■ GIVEN INSTRUCTION ■
Rewrite the listing below so that every "broadcast still" becomes "match frame", with everything else left unchanged.

■ RECORDS FOR THE EXERCISE ■

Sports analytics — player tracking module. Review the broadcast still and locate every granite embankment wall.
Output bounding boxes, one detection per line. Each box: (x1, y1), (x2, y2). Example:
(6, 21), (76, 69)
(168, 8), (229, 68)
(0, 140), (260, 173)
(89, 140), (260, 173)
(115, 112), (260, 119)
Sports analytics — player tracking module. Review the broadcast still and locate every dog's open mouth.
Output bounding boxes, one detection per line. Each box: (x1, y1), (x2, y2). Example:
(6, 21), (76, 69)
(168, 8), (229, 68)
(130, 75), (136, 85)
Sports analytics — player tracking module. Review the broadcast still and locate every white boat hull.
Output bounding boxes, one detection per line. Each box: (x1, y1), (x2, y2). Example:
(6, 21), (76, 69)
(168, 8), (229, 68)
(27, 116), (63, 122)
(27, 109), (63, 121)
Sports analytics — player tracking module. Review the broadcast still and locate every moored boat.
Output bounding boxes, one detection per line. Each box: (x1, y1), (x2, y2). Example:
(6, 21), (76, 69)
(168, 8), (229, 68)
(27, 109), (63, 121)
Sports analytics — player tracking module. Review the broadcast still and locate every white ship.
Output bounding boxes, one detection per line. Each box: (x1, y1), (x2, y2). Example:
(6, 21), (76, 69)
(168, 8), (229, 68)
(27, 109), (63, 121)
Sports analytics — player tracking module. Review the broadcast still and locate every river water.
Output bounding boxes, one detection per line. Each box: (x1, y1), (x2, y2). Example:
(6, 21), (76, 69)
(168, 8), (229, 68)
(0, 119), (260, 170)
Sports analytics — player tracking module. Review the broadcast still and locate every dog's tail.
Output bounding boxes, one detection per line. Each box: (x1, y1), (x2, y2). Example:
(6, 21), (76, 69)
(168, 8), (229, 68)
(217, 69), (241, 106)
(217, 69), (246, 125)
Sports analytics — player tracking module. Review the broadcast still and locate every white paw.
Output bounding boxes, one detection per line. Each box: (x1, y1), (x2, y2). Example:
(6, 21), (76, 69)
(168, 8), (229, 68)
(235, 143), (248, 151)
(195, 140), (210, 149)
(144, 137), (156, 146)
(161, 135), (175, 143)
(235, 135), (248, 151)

■ WORKED ANSWER ■
Sports analytics — player tracking module. Review the match frame and locate every granite embankment wall.
Output bounding boxes, one detection per line. Each box: (x1, y1), (x2, y2). Example:
(6, 21), (76, 69)
(168, 8), (229, 68)
(0, 140), (260, 173)
(89, 140), (260, 173)
(115, 112), (260, 119)
Sports analytics — player tracking module. Review the match frame and locate every dog's open mouth.
Output bounding boxes, one detection per line. Each box: (x1, y1), (x2, y2). Example:
(6, 21), (76, 69)
(168, 8), (229, 68)
(130, 75), (136, 85)
Sports analytics — player tracking module. Review the match frame and locate every white boat hull.
Output bounding boxes, one detection per line. Each box: (x1, y1), (x2, y2). Example:
(6, 21), (76, 69)
(168, 8), (229, 68)
(27, 116), (63, 122)
(27, 109), (63, 121)
Sports analytics — player tracking module. Review the match frame and locate every moored boat.
Output bounding boxes, one detection per line. Each box: (x1, y1), (x2, y2). Example:
(6, 21), (76, 69)
(168, 8), (229, 68)
(27, 109), (63, 121)
Sports analytics — player tracking module. Review the match frame and locate every white ship.
Output bounding boxes, one detection per line. Each box: (x1, y1), (x2, y2). Example:
(6, 21), (76, 69)
(168, 8), (229, 68)
(27, 109), (63, 121)
Sports analytics — player tracking module. Review the match frame and locate every river water.
Output bounding boxes, one detection per line. Each box: (x1, y1), (x2, y2). Example:
(6, 21), (76, 69)
(168, 8), (229, 68)
(0, 119), (260, 170)
Sports analytics — player tracking module. Review the match frame and locate every dog's tail.
Output bounding boxes, one detection per line. Each box: (x1, y1), (x2, y2). Example:
(6, 21), (76, 69)
(168, 8), (229, 68)
(217, 69), (241, 106)
(217, 69), (246, 125)
Sports analytics — player tracking module. Review the match frame and locate every white paw.
Output bounding boxes, one detection per line. Each box: (x1, y1), (x2, y2). Example:
(6, 21), (76, 69)
(168, 8), (229, 68)
(235, 143), (248, 151)
(195, 140), (210, 149)
(144, 137), (156, 146)
(161, 135), (175, 143)
(235, 135), (248, 151)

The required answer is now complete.